__Your goal__. The answer is to contain only the line containing "Report one dot per instance of the dark wooden" and the lines after it through the last one, each reproduced exactly as it appears below.

Point localization data
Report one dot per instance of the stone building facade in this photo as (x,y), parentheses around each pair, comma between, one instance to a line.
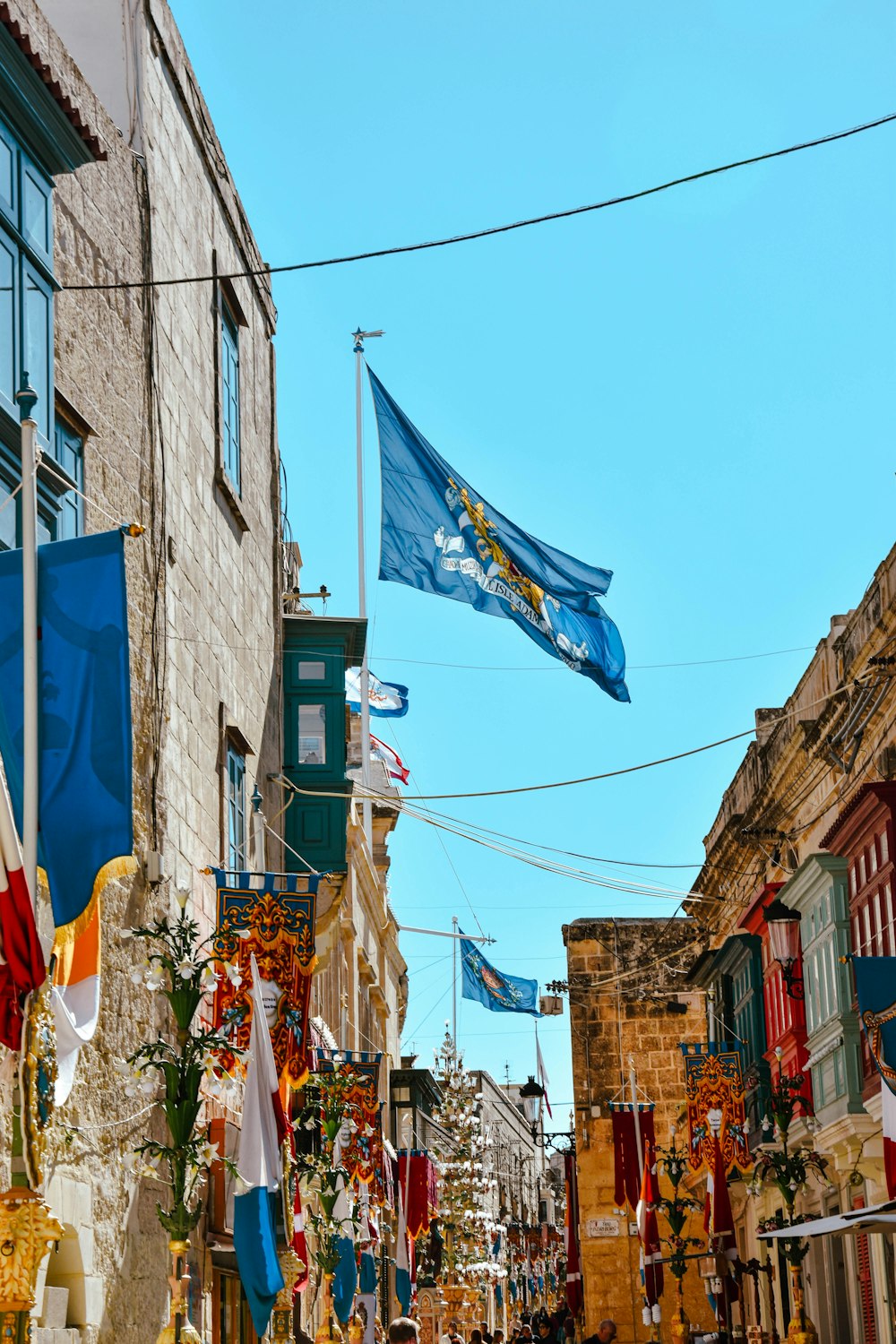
(624,978)
(809,819)
(159,408)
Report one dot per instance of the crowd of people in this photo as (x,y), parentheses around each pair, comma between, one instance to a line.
(544,1328)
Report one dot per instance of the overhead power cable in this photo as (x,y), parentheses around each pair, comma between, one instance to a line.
(632,769)
(495,228)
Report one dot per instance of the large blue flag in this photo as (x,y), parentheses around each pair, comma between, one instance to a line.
(876,995)
(441,537)
(492,988)
(85,801)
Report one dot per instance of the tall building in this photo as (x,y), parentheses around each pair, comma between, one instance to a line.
(156,405)
(798,878)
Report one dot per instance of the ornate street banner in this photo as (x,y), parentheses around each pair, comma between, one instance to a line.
(276,922)
(363,1153)
(715,1096)
(876,995)
(625,1150)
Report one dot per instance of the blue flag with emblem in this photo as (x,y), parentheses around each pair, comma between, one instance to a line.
(876,995)
(85,804)
(492,988)
(441,537)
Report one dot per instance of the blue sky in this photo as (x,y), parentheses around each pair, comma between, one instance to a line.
(694,390)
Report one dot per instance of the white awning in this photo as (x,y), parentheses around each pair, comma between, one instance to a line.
(876,1218)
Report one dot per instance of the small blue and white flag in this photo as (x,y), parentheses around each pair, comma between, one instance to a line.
(387,699)
(260,1167)
(346,1273)
(492,988)
(441,537)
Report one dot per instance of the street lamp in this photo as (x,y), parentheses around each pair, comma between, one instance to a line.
(530,1097)
(783,937)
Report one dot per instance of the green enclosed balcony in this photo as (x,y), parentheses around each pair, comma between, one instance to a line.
(316,653)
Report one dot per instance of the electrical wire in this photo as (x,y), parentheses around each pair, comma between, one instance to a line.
(589,857)
(487,667)
(495,228)
(630,769)
(73,489)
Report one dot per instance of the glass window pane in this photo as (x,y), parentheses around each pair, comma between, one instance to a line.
(35,211)
(38,344)
(230,397)
(8,268)
(312,671)
(236,809)
(67,448)
(312,734)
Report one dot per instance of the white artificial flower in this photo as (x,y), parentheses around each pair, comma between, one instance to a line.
(209,980)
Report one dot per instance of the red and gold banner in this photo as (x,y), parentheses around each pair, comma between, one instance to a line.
(274,922)
(363,1156)
(715,1094)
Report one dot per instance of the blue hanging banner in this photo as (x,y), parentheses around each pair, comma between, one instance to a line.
(441,537)
(876,995)
(492,988)
(85,785)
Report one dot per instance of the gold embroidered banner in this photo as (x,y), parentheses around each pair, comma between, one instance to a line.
(715,1094)
(363,1155)
(276,924)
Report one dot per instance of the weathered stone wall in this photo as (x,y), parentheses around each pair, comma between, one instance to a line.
(622,978)
(140,370)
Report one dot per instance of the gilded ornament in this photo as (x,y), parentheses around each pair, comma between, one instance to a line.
(38,1080)
(27,1231)
(179,1305)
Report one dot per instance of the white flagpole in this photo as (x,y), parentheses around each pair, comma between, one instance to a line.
(367,808)
(27,400)
(454,921)
(633,1083)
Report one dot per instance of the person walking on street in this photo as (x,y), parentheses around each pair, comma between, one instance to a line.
(403,1331)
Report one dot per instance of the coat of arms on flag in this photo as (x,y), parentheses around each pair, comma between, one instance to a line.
(715,1094)
(363,1150)
(441,537)
(274,924)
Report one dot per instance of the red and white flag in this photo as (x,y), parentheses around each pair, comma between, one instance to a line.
(390,758)
(575,1297)
(649,1230)
(22,965)
(543,1073)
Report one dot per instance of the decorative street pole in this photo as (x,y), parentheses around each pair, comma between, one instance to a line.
(677,1209)
(788,1168)
(367,806)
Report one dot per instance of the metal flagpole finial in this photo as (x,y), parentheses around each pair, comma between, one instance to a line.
(26,397)
(360,338)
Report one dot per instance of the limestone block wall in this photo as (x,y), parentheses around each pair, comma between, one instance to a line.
(137,373)
(611,965)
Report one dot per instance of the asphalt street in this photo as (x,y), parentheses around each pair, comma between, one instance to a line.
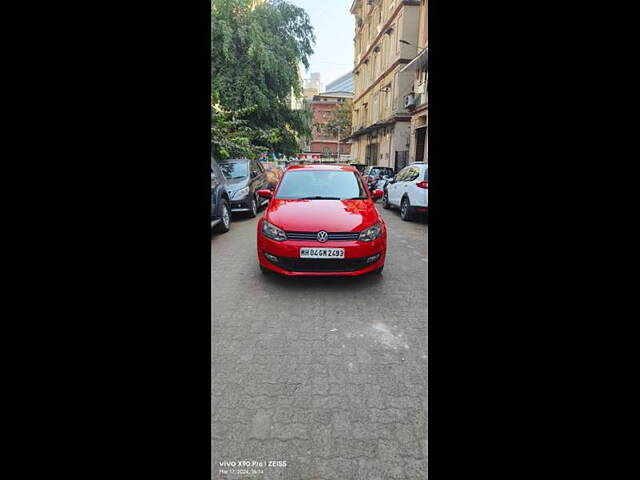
(326,374)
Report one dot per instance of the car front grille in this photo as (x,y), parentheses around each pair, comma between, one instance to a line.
(335,236)
(321,265)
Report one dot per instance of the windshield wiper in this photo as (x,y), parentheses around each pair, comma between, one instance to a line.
(318,197)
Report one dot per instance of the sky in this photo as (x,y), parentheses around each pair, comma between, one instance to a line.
(333,26)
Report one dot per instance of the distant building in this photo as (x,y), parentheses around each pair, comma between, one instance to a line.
(386,39)
(313,82)
(323,106)
(418,101)
(342,84)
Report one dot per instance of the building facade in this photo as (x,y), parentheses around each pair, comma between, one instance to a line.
(386,39)
(342,84)
(323,106)
(418,101)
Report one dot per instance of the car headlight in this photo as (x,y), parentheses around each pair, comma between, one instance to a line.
(370,233)
(240,193)
(273,232)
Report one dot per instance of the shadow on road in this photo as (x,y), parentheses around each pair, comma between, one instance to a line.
(326,283)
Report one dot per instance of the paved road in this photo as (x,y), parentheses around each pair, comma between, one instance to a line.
(329,375)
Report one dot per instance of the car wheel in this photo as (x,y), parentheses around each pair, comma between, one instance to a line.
(385,201)
(405,210)
(253,208)
(225,218)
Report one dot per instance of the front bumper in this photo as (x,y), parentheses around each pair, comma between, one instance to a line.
(354,264)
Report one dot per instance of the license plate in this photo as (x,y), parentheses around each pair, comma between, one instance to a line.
(322,253)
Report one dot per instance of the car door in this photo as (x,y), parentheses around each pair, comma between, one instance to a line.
(215,181)
(393,190)
(415,193)
(258,179)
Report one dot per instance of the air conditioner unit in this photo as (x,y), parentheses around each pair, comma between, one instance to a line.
(410,101)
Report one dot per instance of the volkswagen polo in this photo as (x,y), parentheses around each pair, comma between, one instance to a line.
(321,220)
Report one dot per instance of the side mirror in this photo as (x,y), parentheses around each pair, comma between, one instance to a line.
(265,193)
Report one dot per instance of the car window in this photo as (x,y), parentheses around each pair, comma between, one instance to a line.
(217,174)
(321,184)
(234,170)
(402,174)
(412,174)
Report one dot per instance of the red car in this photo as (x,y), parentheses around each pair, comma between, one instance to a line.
(321,220)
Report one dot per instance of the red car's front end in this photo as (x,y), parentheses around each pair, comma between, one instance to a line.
(307,231)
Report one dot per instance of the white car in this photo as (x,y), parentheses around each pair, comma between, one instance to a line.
(408,190)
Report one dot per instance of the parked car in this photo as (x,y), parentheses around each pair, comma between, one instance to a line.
(273,175)
(244,178)
(321,220)
(373,174)
(359,166)
(220,204)
(409,190)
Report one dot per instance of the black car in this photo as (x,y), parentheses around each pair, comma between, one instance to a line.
(244,178)
(373,174)
(220,203)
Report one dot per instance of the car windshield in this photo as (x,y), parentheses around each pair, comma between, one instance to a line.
(232,170)
(321,185)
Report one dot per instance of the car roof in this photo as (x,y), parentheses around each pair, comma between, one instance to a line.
(234,160)
(346,168)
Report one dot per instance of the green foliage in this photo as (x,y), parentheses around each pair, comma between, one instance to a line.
(255,53)
(340,122)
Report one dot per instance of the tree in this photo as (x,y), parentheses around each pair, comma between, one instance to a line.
(255,53)
(340,122)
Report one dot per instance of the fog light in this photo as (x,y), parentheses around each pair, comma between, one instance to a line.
(270,257)
(374,258)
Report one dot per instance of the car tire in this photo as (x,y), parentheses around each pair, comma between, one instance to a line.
(253,207)
(405,209)
(385,201)
(225,217)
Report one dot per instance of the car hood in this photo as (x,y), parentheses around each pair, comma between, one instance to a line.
(237,183)
(316,215)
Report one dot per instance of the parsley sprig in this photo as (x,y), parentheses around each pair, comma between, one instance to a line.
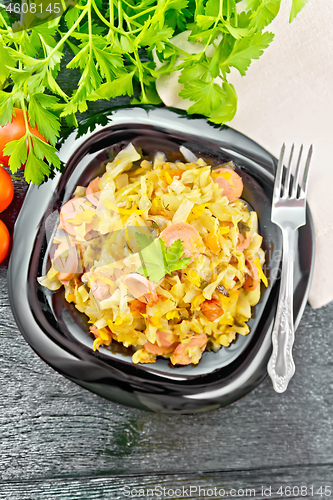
(112,45)
(157,260)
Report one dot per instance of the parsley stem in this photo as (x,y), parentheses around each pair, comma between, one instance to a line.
(143,12)
(27,131)
(68,34)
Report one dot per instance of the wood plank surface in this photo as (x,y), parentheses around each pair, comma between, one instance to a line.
(57,439)
(304,482)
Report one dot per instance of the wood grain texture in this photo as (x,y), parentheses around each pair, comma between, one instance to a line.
(305,482)
(52,429)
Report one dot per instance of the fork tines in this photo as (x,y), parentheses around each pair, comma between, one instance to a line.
(293,184)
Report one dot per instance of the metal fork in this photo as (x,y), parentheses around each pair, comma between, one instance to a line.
(288,212)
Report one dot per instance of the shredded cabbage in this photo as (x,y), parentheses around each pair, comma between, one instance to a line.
(203,305)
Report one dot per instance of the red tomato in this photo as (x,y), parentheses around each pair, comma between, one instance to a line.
(14,131)
(4,241)
(6,189)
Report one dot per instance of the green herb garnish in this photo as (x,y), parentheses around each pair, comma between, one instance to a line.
(114,45)
(157,260)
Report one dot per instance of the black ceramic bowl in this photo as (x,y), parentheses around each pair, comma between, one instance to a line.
(58,332)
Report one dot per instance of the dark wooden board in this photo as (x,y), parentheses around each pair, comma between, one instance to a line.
(304,482)
(54,434)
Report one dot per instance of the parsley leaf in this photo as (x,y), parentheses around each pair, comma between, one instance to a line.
(246,49)
(157,260)
(296,7)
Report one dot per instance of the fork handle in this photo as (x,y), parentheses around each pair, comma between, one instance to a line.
(281,366)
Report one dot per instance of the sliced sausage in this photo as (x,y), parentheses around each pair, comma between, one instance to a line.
(243,243)
(67,265)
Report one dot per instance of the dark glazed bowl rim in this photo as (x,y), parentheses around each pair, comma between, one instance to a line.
(143,387)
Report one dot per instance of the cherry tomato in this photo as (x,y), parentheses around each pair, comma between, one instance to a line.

__Result for this exercise__.
Report one dot per instance of the dark wooden board in this photo as (x,y), parentheses around each pair, comma between, one instance to a line.
(304,482)
(54,434)
Report one dot per instance of the parsley leaf in this photo as (x,y), parentheses around each pair, comma between, one instance to a line.
(246,49)
(157,260)
(296,7)
Report one dot per instance of the fork handle in this photo as (x,y), parentheses around each pair, comma between, one instance to a line.
(281,366)
Report one dot per instance of the sliced sausage in this photo as (x,y), parentheses around each pair, comma between, one instance to a line.
(243,243)
(67,265)
Report one dot per instance of the dark glazed bowl rim in this photo as (x,y), parentheses around each pair, comma between, one instance to a line.
(143,387)
Report one dot per instance of the cherry tomato in this photo as (x,y), parentheses around each pair, comma between, one instance to a line.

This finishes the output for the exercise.